▶ Task directions
Find the line that contains "instance of the sun". Then set down that line and all the lines after it, to the end of the records, exactly and with nothing added.

━━━━━━

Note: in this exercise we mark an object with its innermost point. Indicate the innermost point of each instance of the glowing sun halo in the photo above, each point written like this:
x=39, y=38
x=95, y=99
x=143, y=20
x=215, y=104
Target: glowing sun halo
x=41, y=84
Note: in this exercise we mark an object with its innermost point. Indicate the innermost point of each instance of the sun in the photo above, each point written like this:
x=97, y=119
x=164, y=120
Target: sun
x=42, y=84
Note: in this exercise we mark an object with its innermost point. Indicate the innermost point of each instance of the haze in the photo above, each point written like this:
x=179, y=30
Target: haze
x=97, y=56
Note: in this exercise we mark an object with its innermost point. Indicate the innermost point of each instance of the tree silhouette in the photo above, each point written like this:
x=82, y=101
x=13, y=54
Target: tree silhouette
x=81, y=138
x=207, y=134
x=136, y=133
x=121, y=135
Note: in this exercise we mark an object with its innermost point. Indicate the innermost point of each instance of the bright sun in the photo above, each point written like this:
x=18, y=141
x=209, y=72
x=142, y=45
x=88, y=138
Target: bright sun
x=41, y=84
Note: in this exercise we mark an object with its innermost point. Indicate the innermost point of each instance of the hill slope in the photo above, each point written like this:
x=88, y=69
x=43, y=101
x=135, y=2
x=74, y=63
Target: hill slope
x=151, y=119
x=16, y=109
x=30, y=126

━━━━━━

▶ Answer in full
Note: in this exercise we mark an object with its innermost point. Indicate the innermost point of each instance of the sun in the photo above, each point written like this:
x=97, y=119
x=164, y=120
Target: sun
x=42, y=84
Note: in this exercise we mark an object with its innermost point. Indicate the innermost point of each instance of the haze in the photo above, each point written like this:
x=179, y=30
Target: haze
x=97, y=56
Note: in this exercise we mark an object with its innermost point. Indicate the innermost point of each instance of the tree silhouette in the photo above, each point written like this:
x=82, y=101
x=13, y=54
Target: tree silhouette
x=81, y=138
x=207, y=134
x=136, y=133
x=121, y=135
Note: in this exercise we mark an object with its innermost point. Indicate the innermost point of each instance of the bright sun in the photo above, each point written like this:
x=18, y=141
x=209, y=72
x=142, y=45
x=88, y=138
Target: bright sun
x=41, y=84
Note: in this exercise we mark an object with its innermost point. Indicate the innermost point of each instance of the hill slope in the photo above, each point written like this:
x=88, y=69
x=43, y=101
x=135, y=2
x=74, y=63
Target: hill slope
x=151, y=119
x=16, y=109
x=30, y=126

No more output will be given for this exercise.